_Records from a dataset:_

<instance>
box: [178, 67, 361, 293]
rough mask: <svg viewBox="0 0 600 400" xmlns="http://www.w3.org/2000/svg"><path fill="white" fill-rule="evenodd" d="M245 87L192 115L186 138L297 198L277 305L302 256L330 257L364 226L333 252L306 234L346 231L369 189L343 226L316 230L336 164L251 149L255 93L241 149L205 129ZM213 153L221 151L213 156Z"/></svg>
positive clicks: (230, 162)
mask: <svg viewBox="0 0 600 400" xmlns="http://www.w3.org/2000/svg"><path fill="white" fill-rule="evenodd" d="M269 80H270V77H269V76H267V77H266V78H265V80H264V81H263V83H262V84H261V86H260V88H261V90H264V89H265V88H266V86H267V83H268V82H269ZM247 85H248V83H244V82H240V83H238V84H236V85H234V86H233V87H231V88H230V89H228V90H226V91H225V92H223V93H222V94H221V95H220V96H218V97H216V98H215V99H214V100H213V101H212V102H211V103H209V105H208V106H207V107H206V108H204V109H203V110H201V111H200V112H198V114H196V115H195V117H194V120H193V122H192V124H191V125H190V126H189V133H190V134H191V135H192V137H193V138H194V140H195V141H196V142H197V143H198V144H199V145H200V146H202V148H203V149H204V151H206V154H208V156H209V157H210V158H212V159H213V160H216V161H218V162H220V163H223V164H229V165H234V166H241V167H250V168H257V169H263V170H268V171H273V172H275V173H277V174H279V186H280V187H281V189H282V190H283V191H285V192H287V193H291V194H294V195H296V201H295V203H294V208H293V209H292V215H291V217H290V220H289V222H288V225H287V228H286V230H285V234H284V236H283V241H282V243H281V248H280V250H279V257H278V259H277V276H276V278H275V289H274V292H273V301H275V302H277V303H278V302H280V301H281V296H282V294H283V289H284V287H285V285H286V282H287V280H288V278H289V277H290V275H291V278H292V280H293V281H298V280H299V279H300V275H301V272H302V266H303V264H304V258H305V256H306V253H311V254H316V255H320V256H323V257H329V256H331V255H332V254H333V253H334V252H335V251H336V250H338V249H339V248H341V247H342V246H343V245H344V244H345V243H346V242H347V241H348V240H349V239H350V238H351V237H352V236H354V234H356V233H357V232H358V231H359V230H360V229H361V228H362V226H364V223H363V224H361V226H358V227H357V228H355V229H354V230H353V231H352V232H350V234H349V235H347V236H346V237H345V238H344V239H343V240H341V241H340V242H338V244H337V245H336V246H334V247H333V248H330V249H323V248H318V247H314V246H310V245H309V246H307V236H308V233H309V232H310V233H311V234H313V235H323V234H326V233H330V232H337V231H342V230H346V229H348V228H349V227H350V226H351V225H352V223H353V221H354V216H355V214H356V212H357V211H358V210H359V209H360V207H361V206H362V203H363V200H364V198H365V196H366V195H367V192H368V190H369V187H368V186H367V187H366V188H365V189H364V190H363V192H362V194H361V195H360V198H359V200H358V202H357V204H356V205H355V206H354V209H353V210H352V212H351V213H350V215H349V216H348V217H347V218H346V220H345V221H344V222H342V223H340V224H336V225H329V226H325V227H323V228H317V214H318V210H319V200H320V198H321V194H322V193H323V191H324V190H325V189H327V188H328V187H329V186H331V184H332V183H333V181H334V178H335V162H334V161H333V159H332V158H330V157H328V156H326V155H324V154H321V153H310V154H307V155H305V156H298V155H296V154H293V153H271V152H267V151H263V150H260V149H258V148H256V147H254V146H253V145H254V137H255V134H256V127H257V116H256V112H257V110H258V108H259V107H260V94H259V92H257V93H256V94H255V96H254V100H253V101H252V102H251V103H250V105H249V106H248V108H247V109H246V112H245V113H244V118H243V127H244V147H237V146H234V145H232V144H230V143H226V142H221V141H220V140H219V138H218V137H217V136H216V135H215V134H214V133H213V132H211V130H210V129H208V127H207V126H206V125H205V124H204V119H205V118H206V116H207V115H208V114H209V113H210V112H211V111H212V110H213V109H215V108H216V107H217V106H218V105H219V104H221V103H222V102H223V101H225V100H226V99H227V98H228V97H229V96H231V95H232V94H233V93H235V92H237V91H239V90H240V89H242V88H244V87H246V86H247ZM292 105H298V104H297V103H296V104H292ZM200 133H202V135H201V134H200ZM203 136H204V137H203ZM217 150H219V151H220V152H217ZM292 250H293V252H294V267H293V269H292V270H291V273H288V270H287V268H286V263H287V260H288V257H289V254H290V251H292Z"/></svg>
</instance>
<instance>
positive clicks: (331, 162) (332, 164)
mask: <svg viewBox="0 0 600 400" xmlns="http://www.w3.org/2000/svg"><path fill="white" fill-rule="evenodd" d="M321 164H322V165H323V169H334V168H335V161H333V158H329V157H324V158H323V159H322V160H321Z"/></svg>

_Required action:_
Exact copies of all the entries above are to be printed.

_Reply to the exercise:_
<instance>
box: [178, 67, 361, 293]
rough mask: <svg viewBox="0 0 600 400" xmlns="http://www.w3.org/2000/svg"><path fill="white" fill-rule="evenodd" d="M245 87L192 115L186 138L297 198L277 305L302 256L330 257L364 226L333 252L306 234L346 231L369 189L343 226L316 230L336 164L251 149L255 93L241 149L205 129ZM213 153L221 151L213 156Z"/></svg>
positive clicks: (230, 162)
mask: <svg viewBox="0 0 600 400" xmlns="http://www.w3.org/2000/svg"><path fill="white" fill-rule="evenodd" d="M269 80H270V77H269V76H267V77H266V78H265V80H264V81H263V83H262V84H261V86H260V88H261V90H264V89H265V88H266V86H267V83H268V82H269ZM247 85H248V83H244V82H240V83H238V84H236V85H234V86H233V87H231V88H230V89H228V90H226V91H225V92H223V93H222V94H221V95H220V96H218V97H216V98H215V99H214V100H213V101H212V102H211V103H209V105H208V106H207V107H206V108H204V109H203V110H201V111H200V112H198V114H196V115H195V117H194V120H193V122H192V124H191V125H190V126H189V133H190V134H191V135H192V137H193V138H194V140H195V141H196V142H197V143H198V144H199V145H200V146H202V148H203V149H204V151H206V154H208V156H209V157H210V158H212V159H213V160H216V161H218V162H220V163H223V164H229V165H234V166H241V167H250V168H257V169H263V170H268V171H273V172H275V173H277V174H279V186H280V187H281V189H282V190H283V191H285V192H287V193H291V194H294V195H296V201H295V203H294V208H293V209H292V215H291V217H290V220H289V222H288V225H287V228H286V230H285V234H284V236H283V241H282V243H281V248H280V250H279V257H278V259H277V276H276V278H275V289H274V292H273V301H275V302H277V303H278V302H280V301H281V296H282V294H283V289H284V287H285V285H286V282H287V280H288V278H289V277H290V275H291V278H292V280H293V281H298V280H299V279H300V275H301V272H302V266H303V264H304V258H305V256H306V253H311V254H316V255H320V256H323V257H329V256H331V255H332V254H333V253H334V252H335V251H336V250H338V249H339V248H341V247H342V246H343V245H344V244H345V243H346V242H347V241H348V240H349V239H350V238H351V237H352V236H354V234H356V233H357V232H358V231H359V230H360V229H361V228H362V226H364V223H363V224H361V226H358V227H357V228H355V229H354V230H353V231H352V232H350V234H349V235H347V236H346V237H345V238H344V239H343V240H341V241H340V242H338V244H337V245H336V246H334V247H333V248H330V249H323V248H318V247H314V246H310V245H309V246H307V236H308V233H309V232H310V233H311V234H313V235H323V234H326V233H330V232H337V231H342V230H346V229H348V228H349V227H350V226H351V225H352V223H353V221H354V216H355V214H356V212H357V211H358V210H359V209H360V207H361V206H362V203H363V200H364V198H365V196H366V195H367V192H368V190H369V187H368V186H367V187H366V188H365V189H364V190H363V192H362V194H361V195H360V198H359V200H358V202H357V204H356V205H355V206H354V209H353V210H352V212H351V213H350V215H349V216H348V217H347V218H346V220H345V221H344V222H342V223H340V224H336V225H329V226H325V227H323V228H317V214H318V210H319V200H320V198H321V194H322V193H323V191H324V190H325V189H327V188H328V187H329V186H331V184H332V183H333V181H334V178H335V162H334V161H333V159H332V158H330V157H328V156H326V155H324V154H321V153H310V154H307V155H305V156H298V155H296V154H293V153H271V152H267V151H263V150H260V149H258V148H256V147H254V146H253V145H254V137H255V134H256V127H257V116H256V112H257V110H258V108H259V107H260V94H259V92H257V93H256V94H255V96H254V100H253V101H252V102H251V103H250V105H249V106H248V108H247V109H246V112H245V113H244V118H243V127H244V147H237V146H234V145H232V144H230V143H226V142H221V141H220V140H219V138H218V137H217V136H216V135H215V134H214V133H213V132H211V130H210V129H208V127H207V126H206V125H205V124H204V119H205V118H206V116H207V115H208V114H209V113H210V112H211V111H212V110H213V109H215V108H216V107H217V106H218V105H219V104H221V103H222V102H223V101H225V100H226V99H227V98H228V97H229V96H231V95H232V94H233V93H235V92H237V91H239V90H240V89H242V88H244V87H246V86H247ZM292 105H298V104H297V103H296V104H292ZM200 133H202V135H201V134H200ZM203 136H204V137H203ZM217 150H219V151H220V152H217ZM292 250H293V252H294V267H293V269H292V270H291V273H288V270H287V268H286V263H287V260H288V257H289V254H290V251H292Z"/></svg>
</instance>
<instance>
positive clicks: (331, 162) (332, 164)
mask: <svg viewBox="0 0 600 400" xmlns="http://www.w3.org/2000/svg"><path fill="white" fill-rule="evenodd" d="M321 164H322V165H323V169H334V168H335V161H333V158H329V157H324V158H323V159H322V160H321Z"/></svg>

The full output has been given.